-- Brano scelto --
_ _ _

Un amico filosofo, Silvano Petrosino, ci ha recentemente stupito riproponendoci una rilettura del notissimo capitolo de I fratelli Karamazov di Dostoevskij, «La leggenda del Grande Inquisitore», come chiave per capire l’antropologia necessaria a qualsiasi dittatura. Le parole dell’inquisitore sono, da questo punto di vista, impressionanti, e la visione dell’uomo che propone sembrano davvero parlare a noi. Dice l’inquisitore: «Dispone della libertà degli uomini solo chi ne acqueta la coscienza. (?) Essi diverranno mansueti, guarderanno a noi e a noi si stringeranno, nella paura, come i pulcini alla chioccia». Leggetevi per intero quelle pagine, anche se già queste poche righe ci aiutano a mettere a fuoco quella deriva culturale che percepiamo ma a cui non riusciamo a dare nome. Queste righe di Dostoevskij ci aiutano a capire cosa chiedono in cambio tutti coloro che vogliono assicurarci sicurezza e tranquillità: semplicemente ci dicono che non è necessario essere uomini, che la libertà di coscienza è alla fine un lusso, che non è più necessario essere buoni. Ci penseranno loro a darci tranquillità e che non si stia a questionare sul come.

_ _ _

[Voci del dataset]
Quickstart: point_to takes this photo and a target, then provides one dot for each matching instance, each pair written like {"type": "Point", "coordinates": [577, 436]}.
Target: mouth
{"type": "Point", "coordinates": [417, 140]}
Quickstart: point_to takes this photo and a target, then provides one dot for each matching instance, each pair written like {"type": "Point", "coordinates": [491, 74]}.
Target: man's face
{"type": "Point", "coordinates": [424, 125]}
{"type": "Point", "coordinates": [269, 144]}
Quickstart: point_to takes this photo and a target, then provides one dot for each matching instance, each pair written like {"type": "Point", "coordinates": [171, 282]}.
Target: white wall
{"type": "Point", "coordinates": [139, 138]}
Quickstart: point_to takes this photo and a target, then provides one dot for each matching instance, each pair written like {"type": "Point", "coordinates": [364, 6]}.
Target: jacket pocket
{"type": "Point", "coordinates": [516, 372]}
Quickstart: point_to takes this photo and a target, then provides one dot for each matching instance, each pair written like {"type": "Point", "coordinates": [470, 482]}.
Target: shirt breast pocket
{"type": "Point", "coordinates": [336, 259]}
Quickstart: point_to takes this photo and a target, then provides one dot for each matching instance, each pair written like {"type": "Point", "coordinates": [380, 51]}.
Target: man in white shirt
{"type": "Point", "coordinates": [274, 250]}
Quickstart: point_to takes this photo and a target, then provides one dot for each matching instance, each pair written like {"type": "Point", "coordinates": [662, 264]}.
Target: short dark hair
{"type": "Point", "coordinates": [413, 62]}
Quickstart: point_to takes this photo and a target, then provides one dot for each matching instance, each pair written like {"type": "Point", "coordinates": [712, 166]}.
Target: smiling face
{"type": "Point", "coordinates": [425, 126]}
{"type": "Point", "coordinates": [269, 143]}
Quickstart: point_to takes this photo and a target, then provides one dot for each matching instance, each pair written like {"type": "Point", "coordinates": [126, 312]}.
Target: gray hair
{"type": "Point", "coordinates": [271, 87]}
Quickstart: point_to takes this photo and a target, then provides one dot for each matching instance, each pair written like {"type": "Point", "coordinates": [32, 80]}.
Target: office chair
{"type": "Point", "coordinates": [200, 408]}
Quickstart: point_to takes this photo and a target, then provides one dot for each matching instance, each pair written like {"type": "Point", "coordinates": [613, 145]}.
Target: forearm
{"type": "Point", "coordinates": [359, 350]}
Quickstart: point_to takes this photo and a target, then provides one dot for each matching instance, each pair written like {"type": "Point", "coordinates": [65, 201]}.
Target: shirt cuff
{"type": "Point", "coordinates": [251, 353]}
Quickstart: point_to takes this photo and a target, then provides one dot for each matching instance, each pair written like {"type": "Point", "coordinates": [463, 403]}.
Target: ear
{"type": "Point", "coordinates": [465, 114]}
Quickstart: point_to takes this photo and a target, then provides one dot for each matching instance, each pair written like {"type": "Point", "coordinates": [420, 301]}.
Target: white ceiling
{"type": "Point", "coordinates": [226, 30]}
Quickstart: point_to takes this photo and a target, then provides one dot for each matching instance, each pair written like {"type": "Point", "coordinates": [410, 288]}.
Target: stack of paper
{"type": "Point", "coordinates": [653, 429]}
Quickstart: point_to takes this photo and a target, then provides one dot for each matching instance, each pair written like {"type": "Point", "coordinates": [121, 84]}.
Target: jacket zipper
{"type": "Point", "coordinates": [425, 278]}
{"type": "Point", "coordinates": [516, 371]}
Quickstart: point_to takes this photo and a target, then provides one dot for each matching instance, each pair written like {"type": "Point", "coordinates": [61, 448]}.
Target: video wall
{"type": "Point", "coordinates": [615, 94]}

_ _ _

-- Cosa fare --
[a] Secondo il brano, a che cosa paragona l'inquisitore gli uomini che si stringeranno a loro nella paura?
[b] Riassumi il brano in due frasi.

-- Risposte ai compiti --
[a] Ai pulcini che si stringono alla chioccia.

[b] Il brano riprende, su proposta del filosofo Silvano Petrosino, il capitolo «La leggenda del Grande Inquisitore» de I fratelli Karamazov come chiave per capire la visione dell'uomo necessaria a qualsiasi dittatura. Quelle righe mostrano che chi promette sicurezza e tranquillità chiede in cambio di rinunciare a essere uomini e buoni, trattando la libertà di coscienza come un lusso.